** Given information follows **
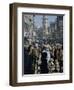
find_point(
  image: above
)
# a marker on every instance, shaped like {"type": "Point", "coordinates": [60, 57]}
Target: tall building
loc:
{"type": "Point", "coordinates": [45, 25]}
{"type": "Point", "coordinates": [28, 26]}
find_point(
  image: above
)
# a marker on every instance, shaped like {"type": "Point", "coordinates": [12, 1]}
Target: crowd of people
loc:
{"type": "Point", "coordinates": [44, 58]}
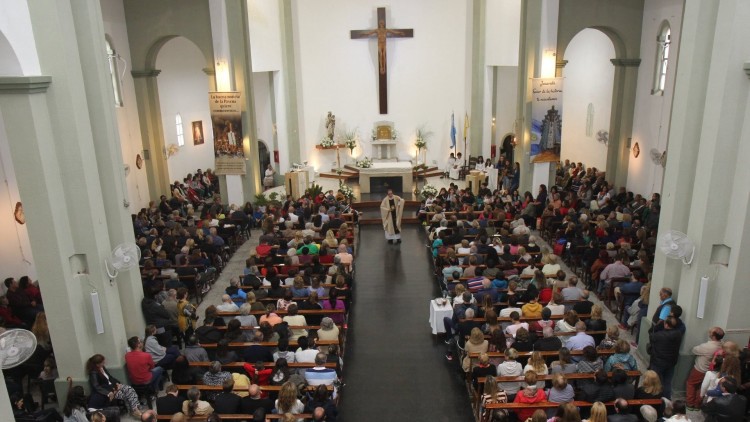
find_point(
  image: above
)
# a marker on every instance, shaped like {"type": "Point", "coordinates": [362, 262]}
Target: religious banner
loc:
{"type": "Point", "coordinates": [546, 119]}
{"type": "Point", "coordinates": [226, 119]}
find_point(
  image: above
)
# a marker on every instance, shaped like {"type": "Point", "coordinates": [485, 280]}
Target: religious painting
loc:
{"type": "Point", "coordinates": [198, 133]}
{"type": "Point", "coordinates": [226, 121]}
{"type": "Point", "coordinates": [18, 214]}
{"type": "Point", "coordinates": [546, 119]}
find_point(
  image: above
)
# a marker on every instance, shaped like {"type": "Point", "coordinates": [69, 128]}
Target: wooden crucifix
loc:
{"type": "Point", "coordinates": [381, 33]}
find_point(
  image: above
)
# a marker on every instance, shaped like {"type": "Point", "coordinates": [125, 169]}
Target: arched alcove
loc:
{"type": "Point", "coordinates": [587, 103]}
{"type": "Point", "coordinates": [15, 251]}
{"type": "Point", "coordinates": [9, 63]}
{"type": "Point", "coordinates": [183, 89]}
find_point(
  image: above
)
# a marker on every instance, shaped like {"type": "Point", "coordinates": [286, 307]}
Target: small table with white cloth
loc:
{"type": "Point", "coordinates": [437, 313]}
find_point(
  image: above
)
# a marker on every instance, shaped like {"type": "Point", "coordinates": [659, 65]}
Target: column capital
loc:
{"type": "Point", "coordinates": [626, 62]}
{"type": "Point", "coordinates": [24, 84]}
{"type": "Point", "coordinates": [145, 73]}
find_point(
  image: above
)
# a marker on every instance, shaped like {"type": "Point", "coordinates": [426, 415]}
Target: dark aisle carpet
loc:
{"type": "Point", "coordinates": [394, 369]}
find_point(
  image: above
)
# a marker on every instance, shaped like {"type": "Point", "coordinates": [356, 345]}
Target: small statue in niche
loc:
{"type": "Point", "coordinates": [330, 124]}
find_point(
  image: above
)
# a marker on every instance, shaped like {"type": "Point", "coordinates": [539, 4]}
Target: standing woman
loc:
{"type": "Point", "coordinates": [106, 388]}
{"type": "Point", "coordinates": [185, 313]}
{"type": "Point", "coordinates": [391, 210]}
{"type": "Point", "coordinates": [268, 177]}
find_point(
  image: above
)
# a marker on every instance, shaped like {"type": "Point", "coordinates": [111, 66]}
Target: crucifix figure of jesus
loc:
{"type": "Point", "coordinates": [381, 33]}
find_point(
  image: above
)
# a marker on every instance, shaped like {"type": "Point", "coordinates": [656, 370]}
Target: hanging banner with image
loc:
{"type": "Point", "coordinates": [226, 120]}
{"type": "Point", "coordinates": [546, 119]}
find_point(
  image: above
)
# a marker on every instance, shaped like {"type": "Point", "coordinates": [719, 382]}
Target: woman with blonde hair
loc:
{"type": "Point", "coordinates": [598, 413]}
{"type": "Point", "coordinates": [596, 323]}
{"type": "Point", "coordinates": [41, 331]}
{"type": "Point", "coordinates": [288, 401]}
{"type": "Point", "coordinates": [297, 241]}
{"type": "Point", "coordinates": [194, 406]}
{"type": "Point", "coordinates": [537, 364]}
{"type": "Point", "coordinates": [651, 388]}
{"type": "Point", "coordinates": [568, 323]}
{"type": "Point", "coordinates": [331, 240]}
{"type": "Point", "coordinates": [476, 344]}
{"type": "Point", "coordinates": [492, 394]}
{"type": "Point", "coordinates": [510, 368]}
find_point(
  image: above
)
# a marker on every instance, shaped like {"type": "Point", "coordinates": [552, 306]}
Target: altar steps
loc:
{"type": "Point", "coordinates": [371, 212]}
{"type": "Point", "coordinates": [427, 172]}
{"type": "Point", "coordinates": [346, 174]}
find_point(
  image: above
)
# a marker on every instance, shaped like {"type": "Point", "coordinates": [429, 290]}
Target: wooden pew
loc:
{"type": "Point", "coordinates": [282, 313]}
{"type": "Point", "coordinates": [267, 344]}
{"type": "Point", "coordinates": [237, 417]}
{"type": "Point", "coordinates": [552, 405]}
{"type": "Point", "coordinates": [477, 395]}
{"type": "Point", "coordinates": [532, 319]}
{"type": "Point", "coordinates": [268, 365]}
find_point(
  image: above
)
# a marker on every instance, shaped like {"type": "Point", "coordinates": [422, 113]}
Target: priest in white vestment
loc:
{"type": "Point", "coordinates": [391, 210]}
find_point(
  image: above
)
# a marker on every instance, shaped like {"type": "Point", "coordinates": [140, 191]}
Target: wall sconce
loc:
{"type": "Point", "coordinates": [222, 77]}
{"type": "Point", "coordinates": [548, 64]}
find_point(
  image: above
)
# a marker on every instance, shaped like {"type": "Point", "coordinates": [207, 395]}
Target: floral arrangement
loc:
{"type": "Point", "coordinates": [350, 139]}
{"type": "Point", "coordinates": [346, 190]}
{"type": "Point", "coordinates": [172, 149]}
{"type": "Point", "coordinates": [364, 163]}
{"type": "Point", "coordinates": [427, 191]}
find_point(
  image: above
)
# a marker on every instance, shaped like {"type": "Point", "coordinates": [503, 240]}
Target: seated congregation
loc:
{"type": "Point", "coordinates": [272, 348]}
{"type": "Point", "coordinates": [525, 332]}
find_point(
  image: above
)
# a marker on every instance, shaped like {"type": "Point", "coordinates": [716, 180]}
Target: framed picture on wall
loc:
{"type": "Point", "coordinates": [198, 132]}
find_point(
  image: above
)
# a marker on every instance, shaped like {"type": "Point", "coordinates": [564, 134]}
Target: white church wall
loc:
{"type": "Point", "coordinates": [128, 125]}
{"type": "Point", "coordinates": [507, 91]}
{"type": "Point", "coordinates": [265, 35]}
{"type": "Point", "coordinates": [15, 250]}
{"type": "Point", "coordinates": [589, 76]}
{"type": "Point", "coordinates": [652, 112]}
{"type": "Point", "coordinates": [427, 76]}
{"type": "Point", "coordinates": [263, 115]}
{"type": "Point", "coordinates": [15, 26]}
{"type": "Point", "coordinates": [502, 34]}
{"type": "Point", "coordinates": [183, 88]}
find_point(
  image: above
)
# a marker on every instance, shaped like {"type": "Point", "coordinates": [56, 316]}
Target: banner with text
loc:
{"type": "Point", "coordinates": [226, 120]}
{"type": "Point", "coordinates": [546, 119]}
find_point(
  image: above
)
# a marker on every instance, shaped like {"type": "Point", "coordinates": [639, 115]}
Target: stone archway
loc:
{"type": "Point", "coordinates": [623, 99]}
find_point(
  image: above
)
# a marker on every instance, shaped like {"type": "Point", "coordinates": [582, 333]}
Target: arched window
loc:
{"type": "Point", "coordinates": [114, 73]}
{"type": "Point", "coordinates": [180, 134]}
{"type": "Point", "coordinates": [663, 41]}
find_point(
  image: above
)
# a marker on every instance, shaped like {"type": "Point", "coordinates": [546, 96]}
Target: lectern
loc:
{"type": "Point", "coordinates": [296, 182]}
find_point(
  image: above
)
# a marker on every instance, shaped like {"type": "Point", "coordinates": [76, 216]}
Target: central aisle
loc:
{"type": "Point", "coordinates": [395, 370]}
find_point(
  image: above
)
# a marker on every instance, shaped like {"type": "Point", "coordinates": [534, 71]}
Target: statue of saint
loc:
{"type": "Point", "coordinates": [330, 125]}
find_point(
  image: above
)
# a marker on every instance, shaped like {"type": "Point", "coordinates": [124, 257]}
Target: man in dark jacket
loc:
{"type": "Point", "coordinates": [158, 315]}
{"type": "Point", "coordinates": [730, 406]}
{"type": "Point", "coordinates": [665, 349]}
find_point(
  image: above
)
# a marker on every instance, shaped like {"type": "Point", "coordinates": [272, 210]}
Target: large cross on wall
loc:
{"type": "Point", "coordinates": [381, 33]}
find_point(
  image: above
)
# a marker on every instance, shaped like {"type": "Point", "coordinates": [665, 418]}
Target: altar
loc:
{"type": "Point", "coordinates": [379, 170]}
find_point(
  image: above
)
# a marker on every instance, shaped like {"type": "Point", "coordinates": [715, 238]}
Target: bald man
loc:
{"type": "Point", "coordinates": [254, 401]}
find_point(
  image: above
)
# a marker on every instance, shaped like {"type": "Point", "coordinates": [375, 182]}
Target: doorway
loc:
{"type": "Point", "coordinates": [264, 157]}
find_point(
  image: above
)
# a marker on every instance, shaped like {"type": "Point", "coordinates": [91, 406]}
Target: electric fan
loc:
{"type": "Point", "coordinates": [124, 257]}
{"type": "Point", "coordinates": [677, 245]}
{"type": "Point", "coordinates": [16, 347]}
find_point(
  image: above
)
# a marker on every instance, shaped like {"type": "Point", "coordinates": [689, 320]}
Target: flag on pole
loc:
{"type": "Point", "coordinates": [466, 125]}
{"type": "Point", "coordinates": [453, 132]}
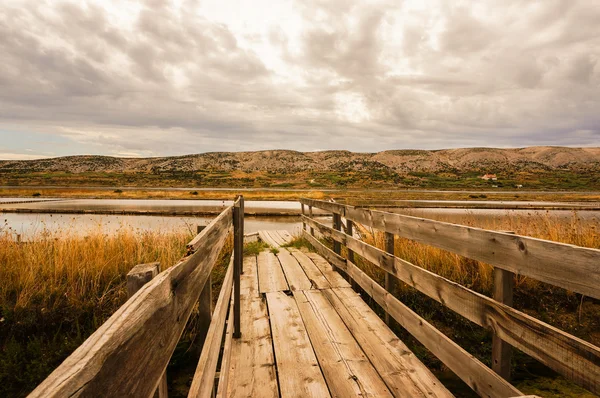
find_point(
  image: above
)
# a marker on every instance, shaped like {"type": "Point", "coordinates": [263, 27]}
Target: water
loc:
{"type": "Point", "coordinates": [144, 205]}
{"type": "Point", "coordinates": [28, 225]}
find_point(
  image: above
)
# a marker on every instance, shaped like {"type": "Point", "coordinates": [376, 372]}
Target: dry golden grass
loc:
{"type": "Point", "coordinates": [474, 274]}
{"type": "Point", "coordinates": [65, 269]}
{"type": "Point", "coordinates": [343, 195]}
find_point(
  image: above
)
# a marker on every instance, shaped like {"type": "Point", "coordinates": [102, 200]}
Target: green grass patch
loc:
{"type": "Point", "coordinates": [254, 248]}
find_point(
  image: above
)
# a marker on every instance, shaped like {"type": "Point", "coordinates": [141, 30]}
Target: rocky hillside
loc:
{"type": "Point", "coordinates": [398, 161]}
{"type": "Point", "coordinates": [534, 167]}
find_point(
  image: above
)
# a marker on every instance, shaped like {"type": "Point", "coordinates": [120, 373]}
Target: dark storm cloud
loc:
{"type": "Point", "coordinates": [350, 75]}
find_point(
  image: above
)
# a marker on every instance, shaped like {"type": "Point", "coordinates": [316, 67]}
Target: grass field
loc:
{"type": "Point", "coordinates": [349, 196]}
{"type": "Point", "coordinates": [570, 312]}
{"type": "Point", "coordinates": [55, 292]}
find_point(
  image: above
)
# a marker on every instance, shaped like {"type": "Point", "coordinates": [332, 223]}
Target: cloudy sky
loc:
{"type": "Point", "coordinates": [159, 77]}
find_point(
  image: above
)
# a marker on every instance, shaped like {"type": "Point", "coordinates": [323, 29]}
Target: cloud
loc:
{"type": "Point", "coordinates": [159, 77]}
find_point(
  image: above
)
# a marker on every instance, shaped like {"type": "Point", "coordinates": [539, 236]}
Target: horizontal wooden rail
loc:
{"type": "Point", "coordinates": [473, 372]}
{"type": "Point", "coordinates": [128, 354]}
{"type": "Point", "coordinates": [571, 267]}
{"type": "Point", "coordinates": [570, 356]}
{"type": "Point", "coordinates": [203, 382]}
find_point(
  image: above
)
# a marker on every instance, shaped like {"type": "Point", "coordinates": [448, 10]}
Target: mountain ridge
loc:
{"type": "Point", "coordinates": [399, 161]}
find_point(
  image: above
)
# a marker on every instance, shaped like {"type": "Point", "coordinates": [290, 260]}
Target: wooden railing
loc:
{"type": "Point", "coordinates": [128, 355]}
{"type": "Point", "coordinates": [571, 267]}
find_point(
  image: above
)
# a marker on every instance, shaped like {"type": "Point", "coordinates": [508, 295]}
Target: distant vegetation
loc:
{"type": "Point", "coordinates": [567, 311]}
{"type": "Point", "coordinates": [58, 289]}
{"type": "Point", "coordinates": [548, 168]}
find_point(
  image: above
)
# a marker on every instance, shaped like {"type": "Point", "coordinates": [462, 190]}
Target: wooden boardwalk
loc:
{"type": "Point", "coordinates": [306, 333]}
{"type": "Point", "coordinates": [287, 324]}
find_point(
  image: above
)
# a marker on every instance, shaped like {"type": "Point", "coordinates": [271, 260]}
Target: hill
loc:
{"type": "Point", "coordinates": [536, 167]}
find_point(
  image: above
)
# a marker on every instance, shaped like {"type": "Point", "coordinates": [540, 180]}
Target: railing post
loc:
{"type": "Point", "coordinates": [503, 292]}
{"type": "Point", "coordinates": [390, 280]}
{"type": "Point", "coordinates": [136, 278]}
{"type": "Point", "coordinates": [238, 260]}
{"type": "Point", "coordinates": [349, 232]}
{"type": "Point", "coordinates": [312, 230]}
{"type": "Point", "coordinates": [337, 225]}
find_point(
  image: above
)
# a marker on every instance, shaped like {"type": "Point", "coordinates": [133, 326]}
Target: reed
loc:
{"type": "Point", "coordinates": [477, 275]}
{"type": "Point", "coordinates": [57, 288]}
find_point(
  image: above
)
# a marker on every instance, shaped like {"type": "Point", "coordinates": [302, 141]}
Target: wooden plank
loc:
{"type": "Point", "coordinates": [140, 275]}
{"type": "Point", "coordinates": [252, 370]}
{"type": "Point", "coordinates": [122, 358]}
{"type": "Point", "coordinates": [202, 383]}
{"type": "Point", "coordinates": [278, 237]}
{"type": "Point", "coordinates": [274, 238]}
{"type": "Point", "coordinates": [475, 374]}
{"type": "Point", "coordinates": [570, 356]}
{"type": "Point", "coordinates": [402, 372]}
{"type": "Point", "coordinates": [265, 237]}
{"type": "Point", "coordinates": [390, 281]}
{"type": "Point", "coordinates": [136, 278]}
{"type": "Point", "coordinates": [334, 259]}
{"type": "Point", "coordinates": [297, 367]}
{"type": "Point", "coordinates": [334, 278]}
{"type": "Point", "coordinates": [501, 350]}
{"type": "Point", "coordinates": [313, 273]}
{"type": "Point", "coordinates": [568, 266]}
{"type": "Point", "coordinates": [270, 274]}
{"type": "Point", "coordinates": [296, 278]}
{"type": "Point", "coordinates": [287, 237]}
{"type": "Point", "coordinates": [226, 358]}
{"type": "Point", "coordinates": [346, 368]}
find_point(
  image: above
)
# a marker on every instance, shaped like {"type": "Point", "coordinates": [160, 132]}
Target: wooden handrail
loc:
{"type": "Point", "coordinates": [574, 358]}
{"type": "Point", "coordinates": [568, 266]}
{"type": "Point", "coordinates": [472, 371]}
{"type": "Point", "coordinates": [128, 354]}
{"type": "Point", "coordinates": [202, 384]}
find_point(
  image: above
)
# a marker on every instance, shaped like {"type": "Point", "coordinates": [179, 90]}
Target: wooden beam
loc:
{"type": "Point", "coordinates": [122, 357]}
{"type": "Point", "coordinates": [203, 381]}
{"type": "Point", "coordinates": [568, 266]}
{"type": "Point", "coordinates": [298, 370]}
{"type": "Point", "coordinates": [136, 278]}
{"type": "Point", "coordinates": [390, 280]}
{"type": "Point", "coordinates": [238, 259]}
{"type": "Point", "coordinates": [504, 282]}
{"type": "Point", "coordinates": [474, 373]}
{"type": "Point", "coordinates": [568, 355]}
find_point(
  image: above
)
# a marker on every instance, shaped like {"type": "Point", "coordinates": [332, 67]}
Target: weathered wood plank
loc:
{"type": "Point", "coordinates": [270, 274]}
{"type": "Point", "coordinates": [570, 356]}
{"type": "Point", "coordinates": [122, 357]}
{"type": "Point", "coordinates": [226, 358]}
{"type": "Point", "coordinates": [329, 255]}
{"type": "Point", "coordinates": [140, 275]}
{"type": "Point", "coordinates": [501, 350]}
{"type": "Point", "coordinates": [297, 367]}
{"type": "Point", "coordinates": [252, 366]}
{"type": "Point", "coordinates": [475, 374]}
{"type": "Point", "coordinates": [310, 269]}
{"type": "Point", "coordinates": [274, 237]}
{"type": "Point", "coordinates": [265, 237]}
{"type": "Point", "coordinates": [402, 372]}
{"type": "Point", "coordinates": [346, 368]}
{"type": "Point", "coordinates": [287, 237]}
{"type": "Point", "coordinates": [202, 383]}
{"type": "Point", "coordinates": [278, 236]}
{"type": "Point", "coordinates": [537, 258]}
{"type": "Point", "coordinates": [136, 278]}
{"type": "Point", "coordinates": [334, 278]}
{"type": "Point", "coordinates": [296, 278]}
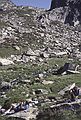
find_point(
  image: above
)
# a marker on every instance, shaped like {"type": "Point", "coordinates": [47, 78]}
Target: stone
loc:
{"type": "Point", "coordinates": [4, 62]}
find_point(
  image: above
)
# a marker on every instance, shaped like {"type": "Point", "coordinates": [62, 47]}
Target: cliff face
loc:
{"type": "Point", "coordinates": [72, 10]}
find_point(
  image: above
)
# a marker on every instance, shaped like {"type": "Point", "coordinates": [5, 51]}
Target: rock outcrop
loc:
{"type": "Point", "coordinates": [71, 10]}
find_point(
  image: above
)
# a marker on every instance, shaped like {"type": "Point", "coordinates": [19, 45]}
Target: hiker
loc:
{"type": "Point", "coordinates": [72, 96]}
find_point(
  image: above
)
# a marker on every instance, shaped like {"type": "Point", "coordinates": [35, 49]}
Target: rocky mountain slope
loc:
{"type": "Point", "coordinates": [70, 10]}
{"type": "Point", "coordinates": [33, 44]}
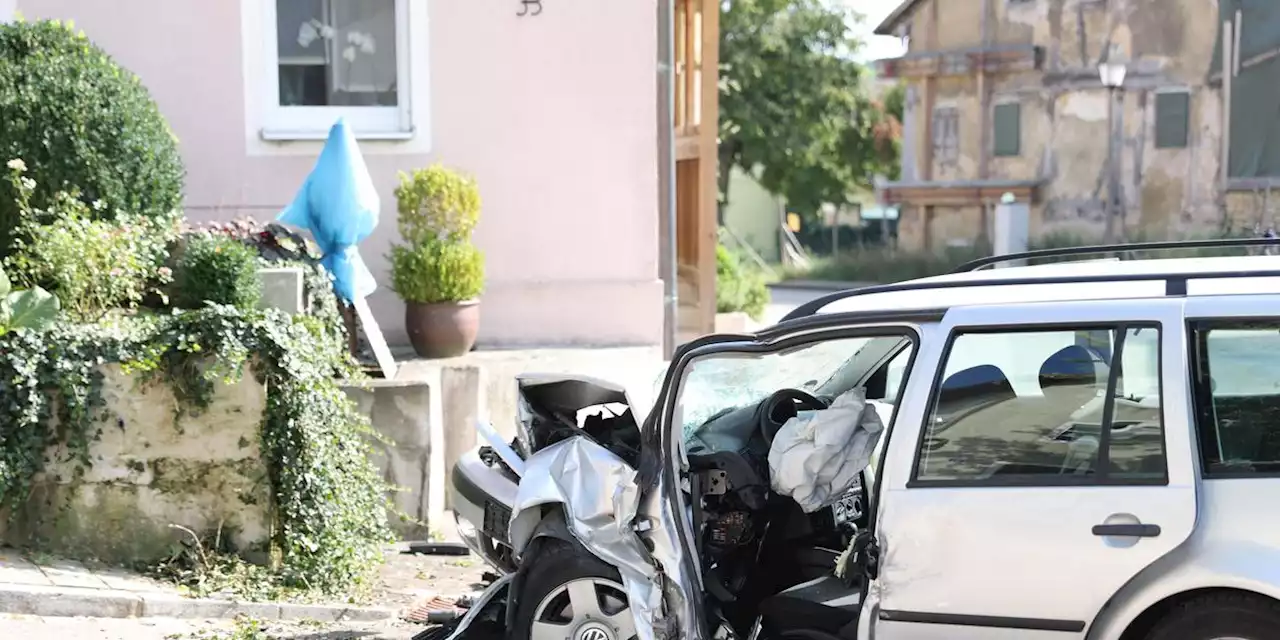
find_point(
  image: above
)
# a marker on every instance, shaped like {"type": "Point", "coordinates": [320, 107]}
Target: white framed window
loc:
{"type": "Point", "coordinates": [328, 59]}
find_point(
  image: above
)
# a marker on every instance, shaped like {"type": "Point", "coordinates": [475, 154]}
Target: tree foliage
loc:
{"type": "Point", "coordinates": [792, 103]}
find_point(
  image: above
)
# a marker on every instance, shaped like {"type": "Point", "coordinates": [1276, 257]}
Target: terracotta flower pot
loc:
{"type": "Point", "coordinates": [442, 329]}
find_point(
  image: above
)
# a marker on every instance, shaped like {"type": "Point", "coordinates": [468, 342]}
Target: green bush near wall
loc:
{"type": "Point", "coordinates": [81, 122]}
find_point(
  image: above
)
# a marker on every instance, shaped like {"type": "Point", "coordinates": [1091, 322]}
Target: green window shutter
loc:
{"type": "Point", "coordinates": [1008, 120]}
{"type": "Point", "coordinates": [1173, 118]}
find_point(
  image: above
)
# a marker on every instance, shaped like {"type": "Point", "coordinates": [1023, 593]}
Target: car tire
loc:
{"type": "Point", "coordinates": [1226, 615]}
{"type": "Point", "coordinates": [551, 606]}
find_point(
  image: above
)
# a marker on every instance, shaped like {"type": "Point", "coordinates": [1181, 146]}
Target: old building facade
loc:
{"type": "Point", "coordinates": [1005, 96]}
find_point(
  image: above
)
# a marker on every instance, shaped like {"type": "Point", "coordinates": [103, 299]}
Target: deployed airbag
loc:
{"type": "Point", "coordinates": [816, 457]}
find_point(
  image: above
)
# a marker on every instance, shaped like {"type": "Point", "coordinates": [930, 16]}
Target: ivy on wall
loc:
{"type": "Point", "coordinates": [329, 502]}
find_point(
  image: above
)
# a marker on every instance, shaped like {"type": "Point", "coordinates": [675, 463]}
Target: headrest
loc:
{"type": "Point", "coordinates": [986, 382]}
{"type": "Point", "coordinates": [1073, 366]}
** End of Given information **
Aim of the exercise:
Read through the records above and copy the lines that contain "green".

Written response:
Target: green grass patch
Target: green bush near wall
Target: green window shutter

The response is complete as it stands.